### Saved entries:
____________

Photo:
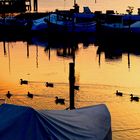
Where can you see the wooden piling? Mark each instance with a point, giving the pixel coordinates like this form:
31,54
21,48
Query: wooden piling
71,85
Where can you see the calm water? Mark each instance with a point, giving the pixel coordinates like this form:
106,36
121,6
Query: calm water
101,68
102,5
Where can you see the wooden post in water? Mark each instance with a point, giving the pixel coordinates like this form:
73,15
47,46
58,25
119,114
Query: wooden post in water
35,5
71,84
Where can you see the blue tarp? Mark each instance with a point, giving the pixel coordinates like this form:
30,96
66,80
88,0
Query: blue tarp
25,123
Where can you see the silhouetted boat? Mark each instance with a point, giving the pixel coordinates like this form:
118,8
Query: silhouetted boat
93,122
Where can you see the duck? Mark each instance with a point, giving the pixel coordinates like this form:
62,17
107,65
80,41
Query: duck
9,94
119,93
23,82
59,100
134,98
30,95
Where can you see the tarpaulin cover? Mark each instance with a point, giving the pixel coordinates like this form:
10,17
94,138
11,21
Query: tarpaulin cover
25,123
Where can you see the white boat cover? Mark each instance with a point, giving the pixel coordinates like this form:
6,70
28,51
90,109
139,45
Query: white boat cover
25,123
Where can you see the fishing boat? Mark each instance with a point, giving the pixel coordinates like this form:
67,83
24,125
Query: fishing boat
71,21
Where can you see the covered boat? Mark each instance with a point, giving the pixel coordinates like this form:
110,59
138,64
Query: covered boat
25,123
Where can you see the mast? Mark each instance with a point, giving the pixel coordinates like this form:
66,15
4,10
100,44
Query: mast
74,2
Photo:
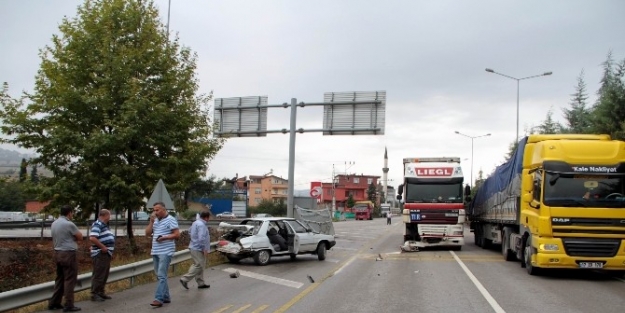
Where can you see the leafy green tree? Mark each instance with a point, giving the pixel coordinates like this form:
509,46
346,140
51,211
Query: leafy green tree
11,196
609,110
578,116
34,176
549,125
23,171
115,108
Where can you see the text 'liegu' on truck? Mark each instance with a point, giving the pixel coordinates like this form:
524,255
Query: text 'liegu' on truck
559,202
433,203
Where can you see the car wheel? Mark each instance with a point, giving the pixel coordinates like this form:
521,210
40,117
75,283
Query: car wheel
233,259
262,257
321,251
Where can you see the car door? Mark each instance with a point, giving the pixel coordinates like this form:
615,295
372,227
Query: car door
293,239
305,237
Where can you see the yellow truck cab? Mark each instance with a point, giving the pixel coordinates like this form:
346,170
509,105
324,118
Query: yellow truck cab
559,202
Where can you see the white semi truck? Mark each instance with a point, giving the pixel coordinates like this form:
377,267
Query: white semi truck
433,203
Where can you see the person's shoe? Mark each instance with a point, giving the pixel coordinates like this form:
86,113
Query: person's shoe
97,298
156,303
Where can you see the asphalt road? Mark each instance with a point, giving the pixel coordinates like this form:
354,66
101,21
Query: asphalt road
352,279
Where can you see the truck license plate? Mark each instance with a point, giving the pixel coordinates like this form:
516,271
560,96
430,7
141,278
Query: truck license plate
590,265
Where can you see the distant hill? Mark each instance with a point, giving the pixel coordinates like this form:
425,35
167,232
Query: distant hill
10,161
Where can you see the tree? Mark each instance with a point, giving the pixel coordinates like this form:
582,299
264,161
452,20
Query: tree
11,196
371,193
115,108
578,117
34,177
23,171
549,125
609,110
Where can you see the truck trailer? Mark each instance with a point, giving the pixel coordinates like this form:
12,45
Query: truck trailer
558,202
433,203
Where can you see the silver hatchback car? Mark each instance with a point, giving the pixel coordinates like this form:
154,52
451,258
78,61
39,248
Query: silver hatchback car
264,238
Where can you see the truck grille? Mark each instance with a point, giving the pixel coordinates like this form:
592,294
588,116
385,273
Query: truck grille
588,247
432,229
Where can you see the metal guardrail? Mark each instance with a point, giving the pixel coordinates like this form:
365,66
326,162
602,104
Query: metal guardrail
17,298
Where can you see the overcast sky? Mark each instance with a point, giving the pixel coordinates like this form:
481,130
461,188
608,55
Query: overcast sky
429,56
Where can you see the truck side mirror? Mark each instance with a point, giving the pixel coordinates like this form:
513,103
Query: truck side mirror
528,183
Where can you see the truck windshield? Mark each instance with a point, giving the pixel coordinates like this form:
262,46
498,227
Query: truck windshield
360,207
444,193
587,190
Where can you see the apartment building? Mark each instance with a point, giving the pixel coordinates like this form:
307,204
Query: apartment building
269,187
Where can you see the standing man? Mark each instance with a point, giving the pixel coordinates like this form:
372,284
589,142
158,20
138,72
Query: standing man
65,234
102,245
199,247
164,230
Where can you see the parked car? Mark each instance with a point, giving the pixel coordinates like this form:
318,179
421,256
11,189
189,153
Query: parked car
264,238
224,215
262,215
141,216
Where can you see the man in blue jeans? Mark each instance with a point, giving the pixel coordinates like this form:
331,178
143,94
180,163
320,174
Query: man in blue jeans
164,231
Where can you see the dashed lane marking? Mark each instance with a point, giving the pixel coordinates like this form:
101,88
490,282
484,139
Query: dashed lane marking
493,303
241,309
267,278
343,248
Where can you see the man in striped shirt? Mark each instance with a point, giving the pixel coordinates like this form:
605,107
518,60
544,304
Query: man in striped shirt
102,246
164,231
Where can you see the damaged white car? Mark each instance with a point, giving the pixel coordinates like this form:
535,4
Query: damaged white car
264,238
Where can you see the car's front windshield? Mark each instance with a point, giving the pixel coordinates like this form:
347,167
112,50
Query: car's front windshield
584,190
254,223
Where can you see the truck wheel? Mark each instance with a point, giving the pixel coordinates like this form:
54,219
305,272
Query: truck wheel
262,257
477,236
527,257
321,251
508,255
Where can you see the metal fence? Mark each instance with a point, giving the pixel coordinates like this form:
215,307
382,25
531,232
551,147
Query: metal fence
21,297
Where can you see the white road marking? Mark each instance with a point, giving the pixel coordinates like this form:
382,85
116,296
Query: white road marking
342,248
271,279
493,303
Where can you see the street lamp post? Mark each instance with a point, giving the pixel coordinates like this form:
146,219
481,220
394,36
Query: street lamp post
471,137
518,80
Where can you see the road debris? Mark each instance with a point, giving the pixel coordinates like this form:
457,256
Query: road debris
235,274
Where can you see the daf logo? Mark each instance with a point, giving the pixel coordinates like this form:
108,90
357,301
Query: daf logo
565,220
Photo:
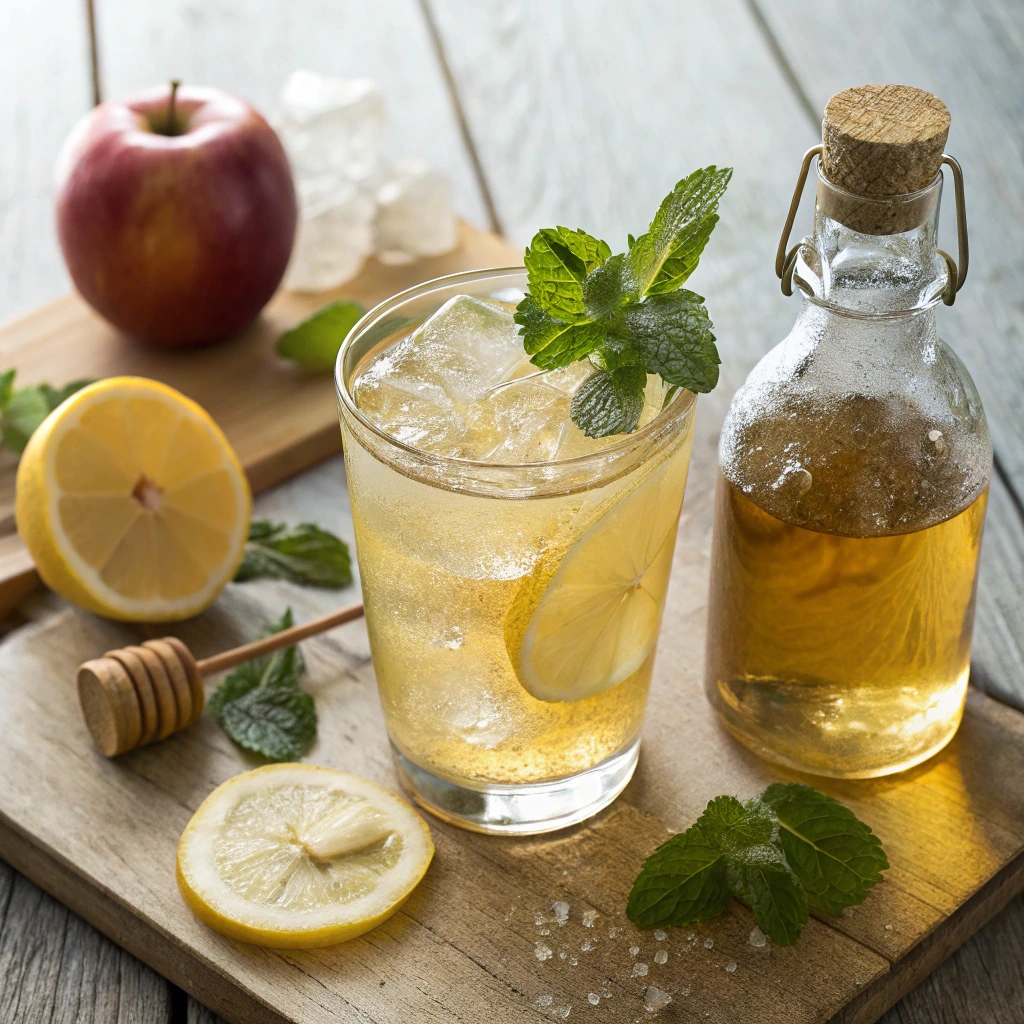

____________

### Brief:
Repeat the records above exactly, omitting every picture.

### Written answer:
Photo:
Where can you see the wooden piling? Mark each instance with a point, giving the pixel coordinates like this form:
31,54
21,48
Query: wooden piling
71,85
Where can you see the calm water? Mark each instance with a point, giving the pixel coordinates like this form:
106,36
121,6
Query: calm water
101,68
102,5
Where can you see the wooden post in water? Mark each instance with a point, giving the pixel coordinates like this form:
73,15
47,46
58,25
119,114
Query: wooden post in water
35,5
71,84
Where can you see the blue tarp? Mark each instance with a point, giving the pixel coordinates like this form:
30,96
66,80
88,0
Query: blue tarp
25,123
Where can you see the silhouetted boat? Mark each instance with a point, giving the pixel coordinates like this form:
118,8
Query: silhouetted boat
93,122
Where can you see the duck? Mark each instance with a point, giving the pixel coordinates like this form:
62,17
107,65
80,41
Query: duck
9,94
119,93
23,82
59,100
134,98
30,95
Where can you see the tarpaulin cover? Mark each instance with a point, giving the pixel coordinates like this form:
10,17
94,138
11,21
Query: tarpaulin cover
25,123
Where can you see the white boat cover? Mark each instance with a point, giving the pixel coordinates like this form:
6,70
28,51
90,109
139,45
Query: white boat cover
25,123
Where can you see the fishing boat? Mark each instance with a point, giving the pixel coordinates like this form:
67,83
24,125
Query: fishing boat
71,21
Where can you see the covered boat? Mark each instance with a point, giving the pixel coordinates like this form:
110,59
138,64
Query: covered boat
25,123
Where can you see the mast? Mark each instance with a point, giving the pixel coordinates like this form:
66,15
4,10
100,44
Query: mast
74,2
Photo:
Where can you see the leafy green tree? Mark each instance with a point, giving the pixel coordinates like this form:
509,46
346,140
51,211
Query: leafy green tree
11,196
609,110
578,116
34,176
549,125
23,171
115,108
Where can you see the text 'liegu' on truck? Mark each instance with a point, giving the pixel coordinates like this form:
524,255
Query: text 'liegu' on truck
559,202
433,203
Where can you see the car wheel? Mark each instance with a point, giving the pixel coordinates like this form:
521,210
40,117
75,283
Query: car wheel
233,259
262,257
321,251
Where can you see the car door? Mark each instance with a point, giving the pixel coordinates like this form:
615,295
372,227
Query: car door
293,239
305,237
Where can you see the yellow truck cab? Mark each instance with a point, giving the pixel coordinates like this form:
346,170
509,105
324,118
Query: yellow truck cab
559,202
Where can you see the white semi truck? Mark each instance with a point, giving the pixel coordinates like this form:
377,267
Query: white semi truck
433,203
Where can you see the person's shoe? Mark each instance with a point, giving the pixel coordinates like this form:
86,113
Query: person's shoe
97,298
156,303
Where can you see the asphalt road? Mark each instance with a point, giving the pixel coordinates like this form:
354,66
101,21
Query: asphalt road
352,279
Where can you see the truck license plate? Mark each instance with a point, giving the pixel coordinates like this form:
516,271
560,96
430,7
141,278
Query: truck license plate
590,265
Where can you see the distant hill? Mark each instance with a point, giving the pixel coordinates like this form:
425,35
167,232
Query: distant hill
10,161
Where can you see the tree? Mark each instance with a point, giving the pixel coordinates like this form:
582,299
264,161
452,20
Query: tree
11,196
371,193
115,108
578,117
34,177
23,171
549,125
609,110
Where can you see the truck trailer? Mark each instance with a point, giving the pixel coordinates like this form:
12,45
Query: truck trailer
558,202
433,203
Where can you see the silver hatchback car? Mark each instance with a point, giving the pixel coordinates like this form:
154,52
451,258
78,61
39,248
Query: silver hatchback car
264,238
Where can you see the truck grille? Mark each instance with a point, giving the pixel coordinates like this form:
592,294
588,116
385,273
Query: truck grille
588,247
432,229
Where can you see the metal guardrail? Mark each instance with a point, giving the pixel coordinates like this form:
365,66
326,162
602,104
Query: metal guardrail
17,298
Where can you see the overcast sky? Mark each instance with a point, giving the pixel coordinates like this form:
481,130
461,188
608,55
Query: overcast sky
429,56
Where can you see the truck side mirror? Mark each instance with a point, giving the pixel coordinates like this form:
513,103
Query: truck side mirror
528,183
Where can you see the truck windshield? Mark each instance with a point, giving the pixel coordinates like this form:
262,46
498,227
Query: truck windshield
360,207
444,193
587,190
Where can you see the apartment building? Mark each instance with a point, giving the pixel coordinates like this form:
307,204
Query: apartment building
269,187
Where can you see the standing man? Mark each instance with a point, giving the pixel coordinates like this form:
372,284
589,142
158,20
138,72
Query: standing man
65,234
102,245
199,247
164,230
Where can you see the parked car? Mark each instance with a point, giving the pixel coordinates like this form:
318,179
421,256
11,189
189,153
Query: parked car
264,238
224,215
262,215
141,216
Where can you see the man in blue jeans? Mark each instance with a point, giving the pixel coordinates like this form:
331,178
143,94
180,163
320,174
Query: man in blue jeans
164,231
Where can you see the dashed lane marking? Mark each instance with a point, giving the pixel coordinates like this form:
101,88
490,282
484,139
Query: dashed lane marking
493,303
241,309
267,278
343,248
Where can you see the man in striped shirt? Mark each instance with a point, giving the pixel coordinates like this form:
605,107
518,60
544,304
Query: man in striped shirt
102,246
164,231
Where can you see the damaged white car? Mark each instance with a point, giving the pixel coordinates like this form:
535,4
Query: damaged white car
264,238
Where can you see the car's front windshield? Mark each instance with a point, giving the pixel coordinates like this form:
347,167
112,50
Query: car's front windshield
584,190
254,223
Where can you see the truck wheel? Mark each instance with a point, giving the pixel coordinates like this form:
54,219
305,272
Query: truck wheel
262,257
477,236
527,257
321,251
508,255
Where can you see the metal fence? Mark each instance with a point, giving the pixel coordinates like this form:
215,307
382,25
531,232
551,147
Query: metal fence
21,297
Where can you see the white road marking? Mark each instance with a point, giving the pixel coordinates like this form:
382,85
116,296
Query: white road marking
342,248
271,279
493,303
Where can you see the street lamp post? Mark each instance with a point, giving the pixel coordinates like this form:
146,219
481,220
394,36
Query: street lamp post
471,137
518,80
Where can you see the road debris? Mark each instance with a point, giving the pixel coordinates like this form:
457,256
Query: road debris
235,274
Where can you see the daf logo? Mark each instance with a point, giving the pixel coordinates like this form:
108,90
357,301
Query: daf logo
565,220
Photo:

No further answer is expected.